Le Musée d’art moderne de Céret revient
sur la riche production d’objets du maître espagnol.
CÉRET - « A noir, E blanc, I rouge, O bleu, U vert… » Dans son poème « Voyelles », Arthur Rimbaud associe à chacune des lettres de l’alphabet une couleur évoquée par autant d’images marquantes. Sans doute aurait-il accueilli les correspondances artistiques de Pablo Picasso avec reconnaissance. Le Musée d’art moderne de Céret consacre à sa créativité protéiforme une exposition justement intitulée « Peintre d’objets. Objets de peintre ». Le génie espagnol y apparaît particulièrement insatiable. Ou quand, d’une plaque d’argile savamment pliée naît un pigeon. Oiseau, compotier ou tête de faune, ces motifs traversent tous les médiums. Après le succès de « Raoul Dufy. Du motif à la couleur », en 2003, Joséphine Matamoros, conservateur en chef du musée, et Bruno Gaudichon, conservateur en chef de La Piscine, Musée d’art et d’industrie André-Diligent à Roubaix, se sont retrouvés pour une nouvelle collaboration autour de « cette attitude iconoclaste, qui se joue des conventions de la hiérarchie des genres ».
Costumes en carton
L’exposition occupant les 9/10e de l’espace du musée, la scénographie a dû s’adapter à l’architecture d’un lieu conçu pour une collection permanente et pourra sembler manquer de fluidité. Mais l’édifice est agréablement ponctué de vues sur les cours intérieures qui, par la même occasion, apportent une belle lumière naturelle. Les enfants n’ont pas été oubliés, comme en témoignent certaines vitrines de céramiques placées au ras du sol, mais aussi les petites lucarnes creusées à 1 mètre de hauteur le long des étals renfermant les bijoux et autres ronds de serviettes en céramique.

****

** TRAVAIL DEMANDÉ **
Rédigez la suite de l'article sur l'exposition Picasso de Céret en reprenant après sa dernière phrase. Les entrées qui suivent proviennent d'une autre source que l'article.

** ENTRÉES FOURNIES **

****

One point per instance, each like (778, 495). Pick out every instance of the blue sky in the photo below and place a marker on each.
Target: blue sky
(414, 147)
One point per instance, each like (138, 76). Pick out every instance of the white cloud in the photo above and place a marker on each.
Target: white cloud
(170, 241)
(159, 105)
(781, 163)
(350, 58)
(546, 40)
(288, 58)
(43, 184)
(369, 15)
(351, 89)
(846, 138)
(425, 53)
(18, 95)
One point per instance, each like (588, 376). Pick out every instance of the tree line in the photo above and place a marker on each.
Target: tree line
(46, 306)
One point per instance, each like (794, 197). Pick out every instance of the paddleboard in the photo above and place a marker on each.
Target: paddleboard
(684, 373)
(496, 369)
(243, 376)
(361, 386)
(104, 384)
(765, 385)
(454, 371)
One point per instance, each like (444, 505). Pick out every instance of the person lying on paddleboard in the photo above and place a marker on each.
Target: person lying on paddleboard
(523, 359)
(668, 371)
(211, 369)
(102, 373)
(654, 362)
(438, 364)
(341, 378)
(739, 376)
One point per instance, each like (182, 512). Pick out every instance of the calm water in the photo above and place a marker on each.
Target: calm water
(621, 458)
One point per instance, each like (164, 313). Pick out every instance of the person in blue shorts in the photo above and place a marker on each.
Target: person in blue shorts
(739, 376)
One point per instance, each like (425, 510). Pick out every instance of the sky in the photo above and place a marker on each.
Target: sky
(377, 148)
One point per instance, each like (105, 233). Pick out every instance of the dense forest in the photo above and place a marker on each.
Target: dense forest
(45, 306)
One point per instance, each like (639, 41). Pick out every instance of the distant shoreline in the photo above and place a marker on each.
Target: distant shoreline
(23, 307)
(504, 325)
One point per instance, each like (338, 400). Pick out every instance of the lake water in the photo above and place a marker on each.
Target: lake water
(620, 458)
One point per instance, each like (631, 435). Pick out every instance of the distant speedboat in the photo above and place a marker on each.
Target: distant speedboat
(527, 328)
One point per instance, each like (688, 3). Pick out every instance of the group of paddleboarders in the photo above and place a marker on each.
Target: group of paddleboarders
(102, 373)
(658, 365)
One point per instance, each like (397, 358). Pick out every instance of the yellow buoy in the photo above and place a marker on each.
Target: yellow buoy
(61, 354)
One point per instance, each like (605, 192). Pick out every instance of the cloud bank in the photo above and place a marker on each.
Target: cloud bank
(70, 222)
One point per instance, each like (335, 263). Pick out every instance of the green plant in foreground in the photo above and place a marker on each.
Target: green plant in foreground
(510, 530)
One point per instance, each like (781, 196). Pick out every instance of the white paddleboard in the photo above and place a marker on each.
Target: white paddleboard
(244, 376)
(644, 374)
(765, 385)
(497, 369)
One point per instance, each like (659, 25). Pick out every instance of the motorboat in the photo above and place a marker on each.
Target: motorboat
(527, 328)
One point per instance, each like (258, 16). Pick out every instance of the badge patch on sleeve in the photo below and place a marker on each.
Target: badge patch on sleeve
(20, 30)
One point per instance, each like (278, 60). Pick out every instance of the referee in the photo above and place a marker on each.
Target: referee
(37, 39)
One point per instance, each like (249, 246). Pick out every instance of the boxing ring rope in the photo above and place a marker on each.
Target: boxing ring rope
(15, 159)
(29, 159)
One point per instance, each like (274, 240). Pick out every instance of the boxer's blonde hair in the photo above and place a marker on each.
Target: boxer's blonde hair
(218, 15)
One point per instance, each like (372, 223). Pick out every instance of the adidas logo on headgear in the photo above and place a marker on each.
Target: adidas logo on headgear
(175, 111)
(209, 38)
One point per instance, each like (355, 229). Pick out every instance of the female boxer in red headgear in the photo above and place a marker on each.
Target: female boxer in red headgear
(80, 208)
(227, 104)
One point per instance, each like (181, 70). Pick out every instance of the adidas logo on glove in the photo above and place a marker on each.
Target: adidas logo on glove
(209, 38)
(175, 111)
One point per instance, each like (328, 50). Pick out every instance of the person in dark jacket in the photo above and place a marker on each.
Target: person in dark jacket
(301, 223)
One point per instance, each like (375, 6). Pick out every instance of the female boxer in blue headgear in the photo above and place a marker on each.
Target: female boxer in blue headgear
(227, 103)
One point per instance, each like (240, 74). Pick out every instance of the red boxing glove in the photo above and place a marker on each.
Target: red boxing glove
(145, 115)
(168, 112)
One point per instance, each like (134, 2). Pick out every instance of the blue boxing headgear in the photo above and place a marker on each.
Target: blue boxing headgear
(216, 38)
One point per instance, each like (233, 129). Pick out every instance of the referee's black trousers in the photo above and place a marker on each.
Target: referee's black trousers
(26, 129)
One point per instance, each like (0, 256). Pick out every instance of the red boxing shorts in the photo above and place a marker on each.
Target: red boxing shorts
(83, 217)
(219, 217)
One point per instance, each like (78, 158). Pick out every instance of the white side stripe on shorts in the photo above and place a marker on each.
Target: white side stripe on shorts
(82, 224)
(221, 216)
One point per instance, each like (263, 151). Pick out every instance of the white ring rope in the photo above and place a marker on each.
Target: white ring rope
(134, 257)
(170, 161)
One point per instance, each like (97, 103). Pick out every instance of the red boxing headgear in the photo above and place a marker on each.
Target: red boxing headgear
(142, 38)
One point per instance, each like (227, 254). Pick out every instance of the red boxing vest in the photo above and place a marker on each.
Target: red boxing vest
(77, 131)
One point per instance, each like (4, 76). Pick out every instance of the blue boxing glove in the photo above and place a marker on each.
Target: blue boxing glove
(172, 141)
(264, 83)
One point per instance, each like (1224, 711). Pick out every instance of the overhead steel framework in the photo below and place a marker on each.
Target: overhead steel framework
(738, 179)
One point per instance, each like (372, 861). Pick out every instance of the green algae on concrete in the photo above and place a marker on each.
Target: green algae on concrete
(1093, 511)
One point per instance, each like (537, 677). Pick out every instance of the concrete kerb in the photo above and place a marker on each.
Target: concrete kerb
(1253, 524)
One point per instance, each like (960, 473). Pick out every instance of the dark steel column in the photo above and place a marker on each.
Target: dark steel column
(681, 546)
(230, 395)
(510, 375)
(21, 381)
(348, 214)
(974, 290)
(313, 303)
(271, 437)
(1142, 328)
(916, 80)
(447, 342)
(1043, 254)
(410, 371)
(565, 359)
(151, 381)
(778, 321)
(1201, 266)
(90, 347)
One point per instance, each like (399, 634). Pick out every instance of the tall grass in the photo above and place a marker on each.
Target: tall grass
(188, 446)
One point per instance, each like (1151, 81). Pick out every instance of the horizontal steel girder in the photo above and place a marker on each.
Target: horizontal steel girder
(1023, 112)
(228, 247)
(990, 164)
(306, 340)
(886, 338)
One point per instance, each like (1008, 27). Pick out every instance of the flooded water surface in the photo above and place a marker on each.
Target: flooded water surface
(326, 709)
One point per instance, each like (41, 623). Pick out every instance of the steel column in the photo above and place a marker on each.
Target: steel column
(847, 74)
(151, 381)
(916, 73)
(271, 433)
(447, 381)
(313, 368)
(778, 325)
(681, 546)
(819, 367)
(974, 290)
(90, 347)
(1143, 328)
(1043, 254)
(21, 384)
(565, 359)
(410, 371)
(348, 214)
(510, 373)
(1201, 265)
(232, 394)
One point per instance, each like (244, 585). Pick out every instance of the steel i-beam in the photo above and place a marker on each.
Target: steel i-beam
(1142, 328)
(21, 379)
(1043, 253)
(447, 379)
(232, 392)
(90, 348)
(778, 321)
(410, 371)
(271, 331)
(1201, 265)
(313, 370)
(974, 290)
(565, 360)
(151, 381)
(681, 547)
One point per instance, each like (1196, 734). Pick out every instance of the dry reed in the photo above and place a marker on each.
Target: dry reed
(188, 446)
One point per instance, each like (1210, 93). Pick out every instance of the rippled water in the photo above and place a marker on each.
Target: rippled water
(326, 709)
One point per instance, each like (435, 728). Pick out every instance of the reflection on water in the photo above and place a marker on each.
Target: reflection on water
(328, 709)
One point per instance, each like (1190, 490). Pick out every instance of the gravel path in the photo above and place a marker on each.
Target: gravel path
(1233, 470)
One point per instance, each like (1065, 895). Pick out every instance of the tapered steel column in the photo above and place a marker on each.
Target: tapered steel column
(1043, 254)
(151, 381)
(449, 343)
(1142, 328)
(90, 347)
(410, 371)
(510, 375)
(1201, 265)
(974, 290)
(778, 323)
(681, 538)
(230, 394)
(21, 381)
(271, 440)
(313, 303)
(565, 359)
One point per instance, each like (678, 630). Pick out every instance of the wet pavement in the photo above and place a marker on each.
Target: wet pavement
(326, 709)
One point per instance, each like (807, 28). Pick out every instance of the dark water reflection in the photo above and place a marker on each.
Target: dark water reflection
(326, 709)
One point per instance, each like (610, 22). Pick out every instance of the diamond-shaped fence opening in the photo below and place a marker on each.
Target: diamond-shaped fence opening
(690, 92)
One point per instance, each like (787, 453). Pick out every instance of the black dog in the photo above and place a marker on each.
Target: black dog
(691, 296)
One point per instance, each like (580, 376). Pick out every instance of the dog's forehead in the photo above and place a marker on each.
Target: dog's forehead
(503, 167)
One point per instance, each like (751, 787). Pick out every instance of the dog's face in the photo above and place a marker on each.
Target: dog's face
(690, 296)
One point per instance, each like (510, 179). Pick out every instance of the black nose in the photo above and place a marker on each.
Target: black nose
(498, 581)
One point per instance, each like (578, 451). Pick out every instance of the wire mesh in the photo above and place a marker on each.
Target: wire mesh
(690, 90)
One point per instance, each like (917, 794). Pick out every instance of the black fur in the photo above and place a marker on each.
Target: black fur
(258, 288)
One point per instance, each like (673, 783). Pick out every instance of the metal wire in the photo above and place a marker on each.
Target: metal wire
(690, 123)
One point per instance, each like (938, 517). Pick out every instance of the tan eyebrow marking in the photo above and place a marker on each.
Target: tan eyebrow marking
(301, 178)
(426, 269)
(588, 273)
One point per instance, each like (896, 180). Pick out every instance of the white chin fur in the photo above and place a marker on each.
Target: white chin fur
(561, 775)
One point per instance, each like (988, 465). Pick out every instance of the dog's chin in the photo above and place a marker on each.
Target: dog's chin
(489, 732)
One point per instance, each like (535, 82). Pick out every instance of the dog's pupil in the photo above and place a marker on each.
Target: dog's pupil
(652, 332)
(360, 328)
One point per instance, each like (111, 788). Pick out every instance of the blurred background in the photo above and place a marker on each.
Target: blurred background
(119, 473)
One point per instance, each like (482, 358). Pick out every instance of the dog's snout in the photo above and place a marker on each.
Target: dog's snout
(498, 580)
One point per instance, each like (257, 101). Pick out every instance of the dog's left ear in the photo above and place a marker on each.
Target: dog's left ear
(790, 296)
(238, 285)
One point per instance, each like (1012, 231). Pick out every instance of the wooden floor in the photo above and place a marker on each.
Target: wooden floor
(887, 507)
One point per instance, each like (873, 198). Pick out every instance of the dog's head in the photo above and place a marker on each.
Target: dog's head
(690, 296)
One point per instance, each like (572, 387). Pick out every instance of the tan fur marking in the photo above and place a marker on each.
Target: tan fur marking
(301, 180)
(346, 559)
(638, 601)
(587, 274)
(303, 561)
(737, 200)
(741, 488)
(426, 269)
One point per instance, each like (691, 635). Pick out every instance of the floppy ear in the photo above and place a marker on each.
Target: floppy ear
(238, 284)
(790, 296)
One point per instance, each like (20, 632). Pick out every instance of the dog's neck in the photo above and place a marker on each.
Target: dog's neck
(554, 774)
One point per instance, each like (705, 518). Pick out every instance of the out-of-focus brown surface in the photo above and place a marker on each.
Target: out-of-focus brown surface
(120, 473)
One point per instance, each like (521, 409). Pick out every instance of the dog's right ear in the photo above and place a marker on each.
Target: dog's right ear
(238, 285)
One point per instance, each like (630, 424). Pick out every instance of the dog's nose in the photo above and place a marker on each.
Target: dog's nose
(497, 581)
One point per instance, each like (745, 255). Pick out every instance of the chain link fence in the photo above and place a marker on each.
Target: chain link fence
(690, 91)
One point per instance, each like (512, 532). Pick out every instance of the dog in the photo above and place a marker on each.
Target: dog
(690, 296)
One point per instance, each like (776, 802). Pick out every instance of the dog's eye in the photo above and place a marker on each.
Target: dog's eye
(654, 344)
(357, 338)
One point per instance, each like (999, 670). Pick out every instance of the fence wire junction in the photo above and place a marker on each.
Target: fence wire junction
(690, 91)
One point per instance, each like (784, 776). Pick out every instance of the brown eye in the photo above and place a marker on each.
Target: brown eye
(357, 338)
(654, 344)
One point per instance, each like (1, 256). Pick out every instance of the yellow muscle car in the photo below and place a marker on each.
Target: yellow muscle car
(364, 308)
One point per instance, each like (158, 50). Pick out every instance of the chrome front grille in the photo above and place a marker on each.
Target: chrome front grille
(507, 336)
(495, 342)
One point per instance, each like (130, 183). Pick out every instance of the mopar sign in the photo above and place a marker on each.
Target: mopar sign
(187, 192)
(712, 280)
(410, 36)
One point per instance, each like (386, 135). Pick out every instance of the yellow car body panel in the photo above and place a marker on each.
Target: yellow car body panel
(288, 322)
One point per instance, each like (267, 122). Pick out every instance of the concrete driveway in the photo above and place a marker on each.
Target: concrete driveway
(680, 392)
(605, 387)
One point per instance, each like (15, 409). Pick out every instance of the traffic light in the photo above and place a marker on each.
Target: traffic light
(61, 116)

****

** RÉSULTAT **
Le parcours de l’exposition prend pour point de départ la peinture, épicentre de la créativité de Pablo Picasso, avec une série de compotiers où l’on retrouve la Nature morte à la tête antique (1925) du Centre Pompidou. La toile fait très vite place à la céramique, à la joaillerie, à l’argenterie, à la tapisserie et au dessin en passant par le costume de ballet, autant de techniques qui incarnent les nombreuses collaborations de l’artiste. Qu’il s’adonne à la céramique dans l’atelier Madoura de Suzanne et Georges Ramié à Vallauris, à la bétogravure avec Carl Nesjar à Stockholm ou à la joaillerie avec l’orfèvre François Hugo, Pablo Picasso conserve la même verve et la même aisance.
Une salle entière est consacrée aux étonnants costumes en carton de Parade, création pour les Ballets russes de Serge Diaghilev en 1917 au Théâtre du Châtelet. C’est d’ailleurs dans ce même théâtre qu’une poignée de Parisiens chanceux avait pu assister l’été dernier à un programme exceptionnel proposé par le Ballet de l’Opéra national de Bordeaux. Parade, Icare et Le Tricorne s’y enchaînaient derrière le somptueux rideau de scène réalisé par Picasso, tenture dont l’esquisse préparatoire est visible à Céret. Le parcours s’achève sur les multiples contributions de Picasso à la danse (Le Tricorne (1919), Pulcinella (1920), Mercure (1924)…) avec une série de gouaches pour les costumes et décors de différents ballets. Mais la vraie réussite de l’exposition, tant sur le plan scénographique qu’esthétique, est l’ensemble de plats et compotiers en argent exposés aux côtés de leurs modèles en céramique blanche. Pour la première fois réunies et présentées au public, les pièces nimbées de lumière sont révélées, étincelantes, dans un décor rouge sang.
L’exposition constitue un nouveau retour aux sources pour Pablo Picasso qui connaissait bien Céret pour l’avoir fréquenté de 1911 à 1913 puis en 1953 et 1956, entouré de plusieurs compagnons de route parmi lesquels Georges Braque et Juan Gris. L’artiste fit d’ailleurs don au musée en 1953 d’une collection de céramiques. Il est vrai que Joséphine Matamoros œuvre depuis longtemps pour le développement du triangle des « Trois C » (Collioure, Céret, Cadaquès), trois pôles importants de la peinture moderne.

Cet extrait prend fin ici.